[Items drawn from a data source]
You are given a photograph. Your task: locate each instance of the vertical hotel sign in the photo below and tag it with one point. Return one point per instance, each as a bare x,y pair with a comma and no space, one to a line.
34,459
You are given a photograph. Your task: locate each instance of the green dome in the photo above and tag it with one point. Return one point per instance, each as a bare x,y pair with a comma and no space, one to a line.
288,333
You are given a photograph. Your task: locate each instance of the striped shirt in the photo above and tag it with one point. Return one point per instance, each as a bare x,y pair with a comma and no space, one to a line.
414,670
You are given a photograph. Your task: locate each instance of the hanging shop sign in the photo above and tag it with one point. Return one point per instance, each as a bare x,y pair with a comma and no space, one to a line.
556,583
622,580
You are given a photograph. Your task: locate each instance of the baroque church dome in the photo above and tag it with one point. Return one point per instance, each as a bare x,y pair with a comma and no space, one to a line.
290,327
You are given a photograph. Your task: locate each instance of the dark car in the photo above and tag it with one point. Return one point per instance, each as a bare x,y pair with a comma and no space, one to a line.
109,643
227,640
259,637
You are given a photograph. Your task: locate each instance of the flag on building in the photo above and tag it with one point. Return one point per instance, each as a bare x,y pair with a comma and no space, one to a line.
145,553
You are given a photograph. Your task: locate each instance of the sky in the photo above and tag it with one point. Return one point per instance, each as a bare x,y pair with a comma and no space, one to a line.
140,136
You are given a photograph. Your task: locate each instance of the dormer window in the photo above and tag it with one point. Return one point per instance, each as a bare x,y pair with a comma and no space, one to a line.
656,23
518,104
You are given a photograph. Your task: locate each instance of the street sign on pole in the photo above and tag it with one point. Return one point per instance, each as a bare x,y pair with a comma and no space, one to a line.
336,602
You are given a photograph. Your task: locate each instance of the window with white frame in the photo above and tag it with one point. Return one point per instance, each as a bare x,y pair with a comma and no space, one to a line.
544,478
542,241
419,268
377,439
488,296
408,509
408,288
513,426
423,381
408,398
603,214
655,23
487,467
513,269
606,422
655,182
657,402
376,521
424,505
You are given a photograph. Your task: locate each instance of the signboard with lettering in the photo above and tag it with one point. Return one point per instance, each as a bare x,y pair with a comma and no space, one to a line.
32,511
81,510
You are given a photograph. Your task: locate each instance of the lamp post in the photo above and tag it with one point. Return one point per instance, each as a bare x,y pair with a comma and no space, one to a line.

● **Task brief**: Copy out every line of the data above, word for word and in the same order.

● **Complete answer**:
You are given a photograph. Your task: locate each instance of the vertical hotel sign in the photo below and tag it with one point. Return one point per instance, each as a bare x,y pair with a comma and no space, one to a line.
34,459
You are given a photograph. Your task: locate each instance of the green dome in the photo above and tag it with one point. Return one point per instance, each as a bare x,y pair with a comma and no space, one to a line.
288,333
You are given a photograph. Your task: locate each instance of the striped shirt in the photo above and tag it with one point. Return one point per instance, each as a bare x,y pair with a comma and no space, one to a line.
414,670
You are given a photograph. Your task: locate each instance of the hanging shop sign in the photo above and tag it with one point. Return one point per instance, each as a bare x,y pair with a comma and no space, one to a line.
556,583
622,580
You are given a photograph. Your task: locate each instance of the baroque church dome in the photo above and tag it with one point. Return one point per instance, each as a bare x,y pair with a comma and no space, one to a line.
290,327
You are given a photograph. Your task: locate each instance of the dark car in the photo above and tag it with one point. Return one point per instance, each as a bare x,y pair with a comma and no space, one to a line.
109,643
227,640
259,637
You are given a photograph. Your task: locate each instance of the flag on building in the photo above and tag it with one point. Return one point per instance, each as a bare x,y pair with a comma and no space, one to a line.
145,553
You are given a photograph. Your task: locate each instance of the sky in the photo above and tag it with one point. Return one point per instance, each as a bare x,y pair with a comma and no space, one to a line.
140,136
You are given a photograph. Your task: locate each instance of the dormer window in the photo above and tag it with one point. Return one point per instance, each as a bare x,y pair with a comma and no space, one to a line.
656,23
518,104
You are given a photograph. Your task: locate each instance of the street sign on pole in the photo above and tag it with one point. Return one point per instance, each as a bare x,y pair with a comma and no space, one to a line.
336,602
You are given a photograph. Your task: locate each instance of the window with white frame in the photo above and tag it with one point. Return one point per instance, each as a bare x,y pair with a comma and no space, one to a line.
544,478
542,241
419,268
377,439
488,296
408,509
408,288
513,426
423,381
408,398
603,214
655,23
487,467
513,269
606,422
655,182
657,402
376,521
424,505
You are given a photograph. Your task: locate each instance of the signboard with lettering in the photo above and tag it with one point. Return one point per instance, each as a bare x,y pair with a comma and no space, one to a line.
32,511
81,510
You are given a photograph. Your task: locate each instance of the lamp post in the photo above and tag it with one point. Return one point per instance, each as a bare x,y pair with a comma and no space, one to a line.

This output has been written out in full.